AIM OF THE TASK: Edit the entries below so that every instance of "marker" becomes "point", and leave all other text unchanged.
Begin
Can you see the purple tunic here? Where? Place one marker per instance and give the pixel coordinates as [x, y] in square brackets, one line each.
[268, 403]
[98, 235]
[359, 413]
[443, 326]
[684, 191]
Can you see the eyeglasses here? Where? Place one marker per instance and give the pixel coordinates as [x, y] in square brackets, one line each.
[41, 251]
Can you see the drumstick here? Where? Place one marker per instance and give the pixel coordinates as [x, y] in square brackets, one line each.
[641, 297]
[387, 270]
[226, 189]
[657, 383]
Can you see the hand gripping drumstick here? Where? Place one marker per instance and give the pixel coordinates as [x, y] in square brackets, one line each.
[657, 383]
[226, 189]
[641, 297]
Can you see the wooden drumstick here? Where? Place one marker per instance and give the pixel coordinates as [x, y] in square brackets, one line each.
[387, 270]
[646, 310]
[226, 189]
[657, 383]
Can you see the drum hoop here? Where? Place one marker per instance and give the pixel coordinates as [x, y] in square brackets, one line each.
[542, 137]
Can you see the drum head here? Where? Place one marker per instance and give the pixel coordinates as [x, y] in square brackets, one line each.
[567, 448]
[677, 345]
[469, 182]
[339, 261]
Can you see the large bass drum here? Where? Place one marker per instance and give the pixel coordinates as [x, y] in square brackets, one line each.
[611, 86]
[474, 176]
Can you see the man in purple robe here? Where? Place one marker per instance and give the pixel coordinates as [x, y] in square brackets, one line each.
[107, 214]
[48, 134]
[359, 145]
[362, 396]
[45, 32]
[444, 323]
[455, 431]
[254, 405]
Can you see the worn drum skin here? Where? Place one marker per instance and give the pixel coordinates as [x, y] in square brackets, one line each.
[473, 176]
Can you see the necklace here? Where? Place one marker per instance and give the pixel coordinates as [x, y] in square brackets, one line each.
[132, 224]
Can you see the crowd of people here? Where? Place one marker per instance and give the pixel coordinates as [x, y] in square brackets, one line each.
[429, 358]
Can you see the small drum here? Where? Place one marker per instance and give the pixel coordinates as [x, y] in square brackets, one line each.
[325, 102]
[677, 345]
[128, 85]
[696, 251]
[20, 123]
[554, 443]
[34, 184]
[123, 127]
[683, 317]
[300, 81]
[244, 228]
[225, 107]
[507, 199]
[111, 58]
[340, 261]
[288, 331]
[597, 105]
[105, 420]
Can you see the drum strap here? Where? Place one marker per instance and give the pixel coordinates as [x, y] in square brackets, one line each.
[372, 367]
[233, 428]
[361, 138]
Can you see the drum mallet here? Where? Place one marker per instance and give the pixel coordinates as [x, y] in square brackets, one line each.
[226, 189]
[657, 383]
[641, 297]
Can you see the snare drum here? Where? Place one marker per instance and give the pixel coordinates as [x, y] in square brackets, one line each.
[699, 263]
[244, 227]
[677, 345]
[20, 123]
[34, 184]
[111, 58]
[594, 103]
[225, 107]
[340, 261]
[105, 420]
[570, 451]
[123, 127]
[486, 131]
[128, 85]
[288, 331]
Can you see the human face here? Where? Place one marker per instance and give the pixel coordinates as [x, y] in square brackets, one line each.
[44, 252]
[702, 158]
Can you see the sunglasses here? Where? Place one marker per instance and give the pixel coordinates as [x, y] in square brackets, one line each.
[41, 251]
End
PROBLEM SOLUTION:
Can you see the purple tunic here? Where? Place one point per instance and give the pixel coordinates as [x, y] in square brackets, one line each.
[268, 403]
[98, 235]
[359, 413]
[443, 326]
[684, 191]
Can you see the eyeglasses here? Where? Place one point per instance and give the pixel coordinates as [x, y] in square brackets, one line each.
[41, 251]
Can you see the drumstick here? Where? Place one point per instance and give the pixel coordinates as [x, y] in square brackets, one line each.
[641, 297]
[387, 270]
[226, 189]
[657, 383]
Can you see the hand gripping drumstick here? Where? Place one point per instance and give the pixel coordinates as [x, y] in square brackets, one line each.
[657, 383]
[226, 189]
[641, 297]
Can you see the wooden drumstick here? Where? Place one point per instance and give the pixel coordinates as [x, y] in square brackets, one line each.
[387, 270]
[646, 310]
[226, 189]
[657, 383]
Can you see the drum hoop here? Where? Place one point per instance and give the pixel coordinates as [x, y] in square brackets, one line each.
[542, 137]
Can you see the drum head here? Where? Place one point per instance and give the pixel coordinates as [x, y] in square brackets, one line each.
[567, 448]
[677, 345]
[469, 182]
[339, 261]
Can you see the large bass drum here? Where? Place one point per instance and give the pixel coordinates as [x, y] in square brackets, one line each.
[611, 86]
[474, 176]
Can you see the man in purple robe here? Where? Place one point per instance and give the pixel coordinates as [x, y] in square brackets, one line each.
[107, 214]
[48, 134]
[359, 145]
[362, 396]
[45, 32]
[444, 323]
[455, 431]
[254, 405]
Can you see the worn drum skin here? Where? Place one point per instance and give the pixel coordinates as [x, y] in square brackets, one line each.
[473, 176]
Can you see the necklace here? Where? Place one point per instance and give the pixel coordinates as [x, y] in square brackets, one line each.
[132, 224]
Can you see the crowd of people here? Where? Place one point per instance and give the pixel coordinates as [x, y] in square brackets, one line each.
[429, 358]
Can you see the small drum here? Where? Place one point per instance and give the pixel coordinates as [x, y] in square brackets, one line each.
[325, 102]
[677, 345]
[128, 85]
[696, 251]
[20, 123]
[554, 443]
[34, 184]
[123, 127]
[683, 317]
[300, 81]
[244, 228]
[225, 107]
[507, 199]
[111, 58]
[340, 261]
[288, 331]
[597, 105]
[105, 420]
Can you see the drum strap here? Where? Place one point per instance and give the pixel coordinates as [x, y] in square brackets, one line each.
[372, 367]
[233, 428]
[361, 138]
Can you see the drum mallet here? Where? Place one point per instance and give the pixel coordinates as [x, y] in square brackets, one line each.
[226, 189]
[657, 383]
[641, 297]
Can you see the snare drum here? Where? Place one point per instance and give the pixel coordinates as [x, y] in square brackets, one line each.
[699, 263]
[244, 227]
[677, 345]
[20, 123]
[34, 184]
[111, 58]
[594, 103]
[225, 107]
[340, 261]
[105, 420]
[570, 451]
[123, 127]
[486, 131]
[128, 85]
[288, 331]
Can you see the human face here? Where? Place one point per instance and give the pixel coordinates as [x, y] in square brackets, one line each.
[44, 252]
[702, 158]
Can you see the sunglasses here? Where? Place one point per instance and give the pixel coordinates as [x, y] in square brackets, one line each.
[41, 251]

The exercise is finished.